> _INPUT ROWS_:
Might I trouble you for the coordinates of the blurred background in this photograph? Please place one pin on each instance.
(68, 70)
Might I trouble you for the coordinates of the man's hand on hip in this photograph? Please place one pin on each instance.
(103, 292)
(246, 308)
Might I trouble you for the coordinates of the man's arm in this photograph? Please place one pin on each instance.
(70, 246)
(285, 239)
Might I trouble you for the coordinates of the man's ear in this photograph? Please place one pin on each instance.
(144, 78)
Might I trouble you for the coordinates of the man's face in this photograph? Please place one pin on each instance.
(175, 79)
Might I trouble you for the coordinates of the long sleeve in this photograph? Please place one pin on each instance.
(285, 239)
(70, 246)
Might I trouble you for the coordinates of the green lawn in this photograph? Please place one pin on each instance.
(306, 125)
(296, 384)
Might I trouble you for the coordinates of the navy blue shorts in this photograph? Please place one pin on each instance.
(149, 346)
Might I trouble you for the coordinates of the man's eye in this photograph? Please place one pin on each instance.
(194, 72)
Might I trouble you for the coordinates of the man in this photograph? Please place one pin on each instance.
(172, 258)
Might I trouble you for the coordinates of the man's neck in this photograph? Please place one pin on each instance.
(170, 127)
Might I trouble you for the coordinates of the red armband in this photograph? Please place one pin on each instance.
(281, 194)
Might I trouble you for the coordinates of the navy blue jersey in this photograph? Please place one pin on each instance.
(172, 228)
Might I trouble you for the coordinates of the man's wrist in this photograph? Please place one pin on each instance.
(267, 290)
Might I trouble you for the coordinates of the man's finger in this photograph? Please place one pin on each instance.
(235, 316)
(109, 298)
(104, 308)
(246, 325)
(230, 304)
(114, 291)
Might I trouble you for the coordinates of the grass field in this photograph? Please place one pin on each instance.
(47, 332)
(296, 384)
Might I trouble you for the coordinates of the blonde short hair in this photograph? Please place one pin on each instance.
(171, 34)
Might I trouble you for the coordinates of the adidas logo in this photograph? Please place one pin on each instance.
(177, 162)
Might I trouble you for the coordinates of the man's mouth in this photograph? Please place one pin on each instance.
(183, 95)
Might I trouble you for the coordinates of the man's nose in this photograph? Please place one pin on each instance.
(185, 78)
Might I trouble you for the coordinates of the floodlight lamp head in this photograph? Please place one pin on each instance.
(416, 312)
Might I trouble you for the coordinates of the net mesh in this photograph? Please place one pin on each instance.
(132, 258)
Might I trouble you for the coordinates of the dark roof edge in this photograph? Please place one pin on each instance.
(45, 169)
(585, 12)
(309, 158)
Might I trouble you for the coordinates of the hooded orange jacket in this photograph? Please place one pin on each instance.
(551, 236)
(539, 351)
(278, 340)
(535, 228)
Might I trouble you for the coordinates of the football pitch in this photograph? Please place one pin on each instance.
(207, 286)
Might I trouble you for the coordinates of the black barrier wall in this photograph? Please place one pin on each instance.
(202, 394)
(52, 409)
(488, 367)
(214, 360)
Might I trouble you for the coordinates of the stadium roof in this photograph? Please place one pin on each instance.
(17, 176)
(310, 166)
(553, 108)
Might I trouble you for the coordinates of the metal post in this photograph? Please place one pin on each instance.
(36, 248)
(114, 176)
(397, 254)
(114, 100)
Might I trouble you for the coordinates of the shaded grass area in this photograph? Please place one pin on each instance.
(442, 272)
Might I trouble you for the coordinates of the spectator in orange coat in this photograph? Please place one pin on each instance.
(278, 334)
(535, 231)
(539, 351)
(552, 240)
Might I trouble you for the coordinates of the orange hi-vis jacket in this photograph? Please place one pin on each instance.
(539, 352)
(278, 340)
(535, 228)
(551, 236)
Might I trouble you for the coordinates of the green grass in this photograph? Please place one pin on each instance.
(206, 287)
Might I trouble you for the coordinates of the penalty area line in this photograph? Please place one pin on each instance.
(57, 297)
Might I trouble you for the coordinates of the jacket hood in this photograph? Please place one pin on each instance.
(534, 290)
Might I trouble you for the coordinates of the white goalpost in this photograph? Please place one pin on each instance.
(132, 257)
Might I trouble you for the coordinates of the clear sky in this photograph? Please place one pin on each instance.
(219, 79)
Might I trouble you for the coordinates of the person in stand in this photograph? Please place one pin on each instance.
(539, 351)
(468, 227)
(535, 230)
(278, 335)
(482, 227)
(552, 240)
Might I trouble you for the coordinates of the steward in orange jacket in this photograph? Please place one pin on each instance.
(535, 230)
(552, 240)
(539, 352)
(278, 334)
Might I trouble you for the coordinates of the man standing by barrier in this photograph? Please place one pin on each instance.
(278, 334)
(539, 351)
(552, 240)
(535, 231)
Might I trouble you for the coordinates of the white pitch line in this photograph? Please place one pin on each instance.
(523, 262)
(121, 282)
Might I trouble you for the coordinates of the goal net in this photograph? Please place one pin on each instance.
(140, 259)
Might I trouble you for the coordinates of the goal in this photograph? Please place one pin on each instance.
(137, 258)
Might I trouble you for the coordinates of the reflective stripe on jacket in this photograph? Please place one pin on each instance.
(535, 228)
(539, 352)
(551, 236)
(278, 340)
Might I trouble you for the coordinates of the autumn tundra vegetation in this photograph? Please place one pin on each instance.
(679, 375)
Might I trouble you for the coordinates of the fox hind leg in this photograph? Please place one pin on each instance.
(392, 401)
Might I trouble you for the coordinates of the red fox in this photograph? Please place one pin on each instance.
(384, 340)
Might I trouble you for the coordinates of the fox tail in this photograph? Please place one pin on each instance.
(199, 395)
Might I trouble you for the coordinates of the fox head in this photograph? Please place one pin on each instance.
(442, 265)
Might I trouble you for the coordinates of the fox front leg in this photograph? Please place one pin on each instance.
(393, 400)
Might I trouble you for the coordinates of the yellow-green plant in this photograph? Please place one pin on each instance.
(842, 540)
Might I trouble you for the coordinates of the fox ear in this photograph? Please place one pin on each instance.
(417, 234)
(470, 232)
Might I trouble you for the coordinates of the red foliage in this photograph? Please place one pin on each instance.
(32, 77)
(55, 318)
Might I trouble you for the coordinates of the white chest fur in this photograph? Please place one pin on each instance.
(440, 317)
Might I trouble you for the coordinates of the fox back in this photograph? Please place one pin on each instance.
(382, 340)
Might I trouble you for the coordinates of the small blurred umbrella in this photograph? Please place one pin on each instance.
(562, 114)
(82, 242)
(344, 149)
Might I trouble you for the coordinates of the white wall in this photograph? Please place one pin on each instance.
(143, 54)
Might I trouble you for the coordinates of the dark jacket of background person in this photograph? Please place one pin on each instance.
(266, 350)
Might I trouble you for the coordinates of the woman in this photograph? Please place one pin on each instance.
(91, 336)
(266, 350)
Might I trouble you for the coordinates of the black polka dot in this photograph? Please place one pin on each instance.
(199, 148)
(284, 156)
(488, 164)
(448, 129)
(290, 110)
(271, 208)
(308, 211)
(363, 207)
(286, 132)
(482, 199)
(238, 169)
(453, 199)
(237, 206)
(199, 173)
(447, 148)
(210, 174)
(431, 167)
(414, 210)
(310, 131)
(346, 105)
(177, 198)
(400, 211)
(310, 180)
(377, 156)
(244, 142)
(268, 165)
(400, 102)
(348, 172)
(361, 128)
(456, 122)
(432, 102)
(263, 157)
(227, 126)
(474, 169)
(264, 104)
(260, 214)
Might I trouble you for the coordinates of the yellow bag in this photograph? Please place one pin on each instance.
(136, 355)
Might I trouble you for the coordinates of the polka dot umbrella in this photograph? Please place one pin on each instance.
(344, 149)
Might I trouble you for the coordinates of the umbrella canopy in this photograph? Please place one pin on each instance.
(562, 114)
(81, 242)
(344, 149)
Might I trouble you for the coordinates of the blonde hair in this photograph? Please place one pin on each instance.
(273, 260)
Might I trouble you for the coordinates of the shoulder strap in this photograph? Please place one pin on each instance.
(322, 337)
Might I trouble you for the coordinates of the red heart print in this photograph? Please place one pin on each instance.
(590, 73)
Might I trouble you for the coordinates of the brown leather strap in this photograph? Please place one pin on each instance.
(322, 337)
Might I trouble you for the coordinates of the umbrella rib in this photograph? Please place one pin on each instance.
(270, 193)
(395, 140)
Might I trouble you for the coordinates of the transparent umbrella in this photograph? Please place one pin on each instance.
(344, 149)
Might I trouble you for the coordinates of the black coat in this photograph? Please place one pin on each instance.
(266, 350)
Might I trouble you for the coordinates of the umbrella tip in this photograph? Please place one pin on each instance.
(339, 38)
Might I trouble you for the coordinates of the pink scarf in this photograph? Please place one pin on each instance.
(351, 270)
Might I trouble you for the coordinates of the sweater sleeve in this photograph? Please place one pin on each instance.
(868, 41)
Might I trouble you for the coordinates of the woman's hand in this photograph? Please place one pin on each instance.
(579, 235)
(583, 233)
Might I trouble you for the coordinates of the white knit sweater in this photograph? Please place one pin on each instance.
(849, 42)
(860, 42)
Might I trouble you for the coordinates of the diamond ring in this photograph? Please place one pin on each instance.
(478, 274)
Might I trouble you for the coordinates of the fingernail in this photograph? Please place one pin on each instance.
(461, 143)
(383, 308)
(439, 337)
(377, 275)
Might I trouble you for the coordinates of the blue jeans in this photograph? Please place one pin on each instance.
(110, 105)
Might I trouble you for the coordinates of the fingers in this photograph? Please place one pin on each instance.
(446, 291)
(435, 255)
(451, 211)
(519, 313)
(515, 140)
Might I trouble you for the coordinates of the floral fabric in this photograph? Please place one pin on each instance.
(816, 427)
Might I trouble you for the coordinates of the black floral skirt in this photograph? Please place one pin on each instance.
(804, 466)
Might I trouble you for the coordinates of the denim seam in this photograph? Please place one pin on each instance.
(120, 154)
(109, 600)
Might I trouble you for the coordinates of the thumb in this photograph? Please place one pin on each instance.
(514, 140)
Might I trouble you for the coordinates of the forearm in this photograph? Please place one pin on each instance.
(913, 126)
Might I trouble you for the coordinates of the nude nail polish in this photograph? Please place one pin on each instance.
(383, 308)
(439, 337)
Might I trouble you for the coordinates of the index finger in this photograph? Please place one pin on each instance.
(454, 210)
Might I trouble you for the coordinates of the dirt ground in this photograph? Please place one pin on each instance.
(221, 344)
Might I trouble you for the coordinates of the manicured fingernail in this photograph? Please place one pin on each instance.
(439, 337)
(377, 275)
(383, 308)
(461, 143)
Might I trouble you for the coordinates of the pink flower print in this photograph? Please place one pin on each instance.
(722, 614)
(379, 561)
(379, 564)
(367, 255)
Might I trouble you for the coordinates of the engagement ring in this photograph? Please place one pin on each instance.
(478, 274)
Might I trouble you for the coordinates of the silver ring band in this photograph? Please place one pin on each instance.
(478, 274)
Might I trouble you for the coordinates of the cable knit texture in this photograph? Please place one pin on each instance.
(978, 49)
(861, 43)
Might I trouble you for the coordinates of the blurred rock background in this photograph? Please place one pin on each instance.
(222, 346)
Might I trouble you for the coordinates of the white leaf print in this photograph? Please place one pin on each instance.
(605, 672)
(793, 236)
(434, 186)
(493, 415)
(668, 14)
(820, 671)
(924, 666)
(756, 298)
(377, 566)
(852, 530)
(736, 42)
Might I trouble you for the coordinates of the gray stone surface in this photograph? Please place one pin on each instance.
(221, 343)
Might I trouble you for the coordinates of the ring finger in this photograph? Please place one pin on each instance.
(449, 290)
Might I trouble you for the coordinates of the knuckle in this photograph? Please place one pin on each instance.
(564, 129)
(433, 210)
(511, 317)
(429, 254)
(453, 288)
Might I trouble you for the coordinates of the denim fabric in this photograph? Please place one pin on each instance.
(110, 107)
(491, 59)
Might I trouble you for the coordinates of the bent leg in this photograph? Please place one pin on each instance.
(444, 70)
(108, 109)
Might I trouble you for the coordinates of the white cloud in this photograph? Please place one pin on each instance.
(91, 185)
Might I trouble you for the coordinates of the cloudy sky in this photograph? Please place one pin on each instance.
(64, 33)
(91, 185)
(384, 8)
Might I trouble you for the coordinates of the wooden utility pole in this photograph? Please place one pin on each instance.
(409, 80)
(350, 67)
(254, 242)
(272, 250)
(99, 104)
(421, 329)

> _GIVEN EXERCISE_: Copy exactly, and only, the lines from the one containing "Might I trouble you for the coordinates of the cable" through the last line of the listing.

> _WRITTEN ANSWER_:
Might I trouble you for the coordinates of the cable knit texture in this photograph? Please place one pin on each instance.
(978, 49)
(861, 43)
Might I trouble you for the coordinates of the blurred rock background in this photograph? Please place one pin on each instance.
(222, 346)
Might I trouble you for the coordinates of the white leaf print in this photograph? Please place one pin on each instance.
(605, 672)
(793, 236)
(434, 186)
(493, 415)
(668, 14)
(820, 671)
(924, 666)
(756, 298)
(377, 566)
(852, 530)
(736, 42)
Might I trouble you for the coordinates of the gray stone surface in this photograph? Please place one pin on each instance.
(221, 343)
Might I trouble you for the coordinates of the ring finger in this photograph? Please place one pin on each instance.
(449, 290)
Might I trouble you for the coordinates of the knuckle in this photograph? Please place one pin on each instance.
(564, 129)
(433, 210)
(511, 317)
(429, 254)
(453, 288)
Might I trouble you for the coordinates of the denim fabric in this photograph? Please place one pin on each instance.
(110, 107)
(491, 59)
Might I trouble you for the coordinates of the bent leg in this photograph? Please place one pin on each instance.
(444, 70)
(108, 109)
Might I trouble you for the coordinates of the white cloud in this photograph? Please place one pin on each instance.
(91, 185)
Might I trouble you for the coordinates of the cloudy sky in this photograph? Please place one pin on each instance.
(64, 33)
(91, 185)
(384, 8)
Might I trouble you for the coordinates of the wooden utility pole in this photograph? Please place one pin on each instance.
(409, 80)
(350, 67)
(254, 242)
(272, 250)
(99, 104)
(421, 329)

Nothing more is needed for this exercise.